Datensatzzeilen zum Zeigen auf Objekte
########################################
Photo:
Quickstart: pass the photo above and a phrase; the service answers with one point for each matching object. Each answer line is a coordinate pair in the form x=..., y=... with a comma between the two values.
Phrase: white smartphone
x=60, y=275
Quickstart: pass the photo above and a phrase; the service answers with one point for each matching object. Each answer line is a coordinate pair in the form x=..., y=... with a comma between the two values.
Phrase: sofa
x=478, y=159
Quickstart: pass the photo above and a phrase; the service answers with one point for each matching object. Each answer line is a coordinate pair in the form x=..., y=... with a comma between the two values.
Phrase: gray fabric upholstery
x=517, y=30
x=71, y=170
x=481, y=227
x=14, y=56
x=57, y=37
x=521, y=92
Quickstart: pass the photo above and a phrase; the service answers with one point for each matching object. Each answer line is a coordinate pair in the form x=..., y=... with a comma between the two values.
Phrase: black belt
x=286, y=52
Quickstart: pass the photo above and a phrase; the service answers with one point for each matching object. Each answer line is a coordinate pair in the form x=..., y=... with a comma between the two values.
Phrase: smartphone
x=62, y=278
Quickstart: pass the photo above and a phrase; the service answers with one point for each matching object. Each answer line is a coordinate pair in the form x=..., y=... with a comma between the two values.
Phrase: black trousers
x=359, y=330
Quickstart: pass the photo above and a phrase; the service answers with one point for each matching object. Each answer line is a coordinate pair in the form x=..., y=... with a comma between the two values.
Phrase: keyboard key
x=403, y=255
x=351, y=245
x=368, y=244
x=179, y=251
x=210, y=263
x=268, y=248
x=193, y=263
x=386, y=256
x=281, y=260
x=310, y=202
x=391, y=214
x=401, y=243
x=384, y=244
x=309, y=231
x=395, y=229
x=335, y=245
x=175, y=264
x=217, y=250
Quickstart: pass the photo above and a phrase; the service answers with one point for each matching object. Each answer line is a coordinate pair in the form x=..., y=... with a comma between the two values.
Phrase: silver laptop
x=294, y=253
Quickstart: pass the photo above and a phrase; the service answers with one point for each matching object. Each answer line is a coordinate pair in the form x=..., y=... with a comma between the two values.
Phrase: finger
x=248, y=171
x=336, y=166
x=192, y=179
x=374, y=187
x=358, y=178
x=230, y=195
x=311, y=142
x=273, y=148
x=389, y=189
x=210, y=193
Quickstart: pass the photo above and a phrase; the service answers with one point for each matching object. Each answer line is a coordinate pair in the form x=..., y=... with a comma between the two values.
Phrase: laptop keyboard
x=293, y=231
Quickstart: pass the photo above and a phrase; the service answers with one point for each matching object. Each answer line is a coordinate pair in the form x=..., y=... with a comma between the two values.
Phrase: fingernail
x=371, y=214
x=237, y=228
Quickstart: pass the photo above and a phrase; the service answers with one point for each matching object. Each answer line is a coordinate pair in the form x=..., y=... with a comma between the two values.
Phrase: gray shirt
########################################
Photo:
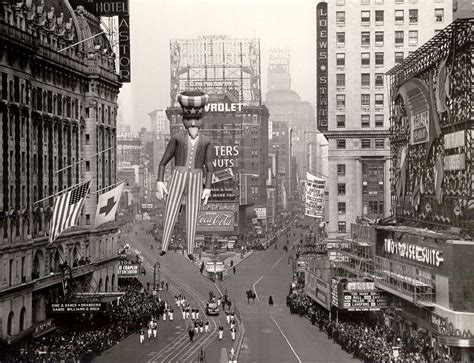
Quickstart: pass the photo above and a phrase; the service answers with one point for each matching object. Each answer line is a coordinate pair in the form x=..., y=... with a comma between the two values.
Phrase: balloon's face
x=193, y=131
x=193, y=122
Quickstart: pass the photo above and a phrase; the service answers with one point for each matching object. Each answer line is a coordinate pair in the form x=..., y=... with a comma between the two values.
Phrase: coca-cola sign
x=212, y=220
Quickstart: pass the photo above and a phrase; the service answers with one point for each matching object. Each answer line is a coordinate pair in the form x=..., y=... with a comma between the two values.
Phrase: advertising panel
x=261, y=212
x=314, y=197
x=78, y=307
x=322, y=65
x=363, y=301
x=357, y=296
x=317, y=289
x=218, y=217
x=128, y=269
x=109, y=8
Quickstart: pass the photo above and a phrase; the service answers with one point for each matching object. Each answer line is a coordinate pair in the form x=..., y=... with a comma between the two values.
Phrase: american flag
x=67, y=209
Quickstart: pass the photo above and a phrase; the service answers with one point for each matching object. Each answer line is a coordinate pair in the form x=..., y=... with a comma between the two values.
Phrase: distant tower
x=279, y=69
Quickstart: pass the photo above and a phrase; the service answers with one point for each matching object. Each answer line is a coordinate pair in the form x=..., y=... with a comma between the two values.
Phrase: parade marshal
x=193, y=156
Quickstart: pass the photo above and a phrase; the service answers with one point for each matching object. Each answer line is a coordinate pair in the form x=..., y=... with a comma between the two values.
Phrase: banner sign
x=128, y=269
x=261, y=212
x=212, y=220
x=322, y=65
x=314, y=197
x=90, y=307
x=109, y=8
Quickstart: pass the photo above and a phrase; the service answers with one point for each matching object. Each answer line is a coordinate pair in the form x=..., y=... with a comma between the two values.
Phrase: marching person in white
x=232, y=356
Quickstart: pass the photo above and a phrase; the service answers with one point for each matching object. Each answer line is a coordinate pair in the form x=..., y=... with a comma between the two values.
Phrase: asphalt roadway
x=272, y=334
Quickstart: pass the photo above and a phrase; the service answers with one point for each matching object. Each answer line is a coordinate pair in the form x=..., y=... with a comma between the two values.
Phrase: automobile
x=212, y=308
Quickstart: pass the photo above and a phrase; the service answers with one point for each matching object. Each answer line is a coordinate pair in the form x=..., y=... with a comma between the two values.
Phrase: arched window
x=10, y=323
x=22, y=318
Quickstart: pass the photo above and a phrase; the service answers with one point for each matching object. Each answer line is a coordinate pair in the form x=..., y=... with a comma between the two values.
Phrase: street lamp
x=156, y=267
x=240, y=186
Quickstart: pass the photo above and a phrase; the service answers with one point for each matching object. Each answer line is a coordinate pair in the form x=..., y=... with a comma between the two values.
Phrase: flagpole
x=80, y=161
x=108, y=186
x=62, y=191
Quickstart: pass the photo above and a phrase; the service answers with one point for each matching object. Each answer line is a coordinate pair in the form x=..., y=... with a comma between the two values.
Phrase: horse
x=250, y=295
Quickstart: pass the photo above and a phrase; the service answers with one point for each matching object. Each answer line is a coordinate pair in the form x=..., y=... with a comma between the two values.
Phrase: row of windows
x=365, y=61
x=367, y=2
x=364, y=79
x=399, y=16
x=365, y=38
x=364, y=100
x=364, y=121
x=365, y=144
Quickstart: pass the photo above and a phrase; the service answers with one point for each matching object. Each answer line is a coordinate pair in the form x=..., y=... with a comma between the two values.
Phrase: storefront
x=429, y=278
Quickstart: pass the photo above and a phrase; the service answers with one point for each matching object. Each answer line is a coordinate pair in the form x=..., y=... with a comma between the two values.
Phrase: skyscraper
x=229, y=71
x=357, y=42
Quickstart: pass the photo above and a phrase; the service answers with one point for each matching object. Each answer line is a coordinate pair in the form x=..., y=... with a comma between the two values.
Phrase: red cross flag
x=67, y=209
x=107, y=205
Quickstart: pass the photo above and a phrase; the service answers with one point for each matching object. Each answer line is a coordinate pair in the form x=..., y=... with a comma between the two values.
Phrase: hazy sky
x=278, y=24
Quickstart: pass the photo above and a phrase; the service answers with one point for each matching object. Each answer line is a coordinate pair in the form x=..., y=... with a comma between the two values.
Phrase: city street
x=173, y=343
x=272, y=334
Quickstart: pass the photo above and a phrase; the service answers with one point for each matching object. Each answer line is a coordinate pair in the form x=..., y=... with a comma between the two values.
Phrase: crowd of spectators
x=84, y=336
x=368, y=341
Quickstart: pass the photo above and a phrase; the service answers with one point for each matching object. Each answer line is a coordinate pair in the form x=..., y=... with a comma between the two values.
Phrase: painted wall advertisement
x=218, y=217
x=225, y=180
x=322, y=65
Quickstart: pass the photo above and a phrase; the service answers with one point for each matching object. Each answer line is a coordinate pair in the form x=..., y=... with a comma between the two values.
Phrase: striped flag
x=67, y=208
########################################
In wie vielen Zeilen des Materials kommt die Zeichenfolge „white“ vor, wenn Groß- und Kleinschreibung zählt? Nenne nur die Zahl.

2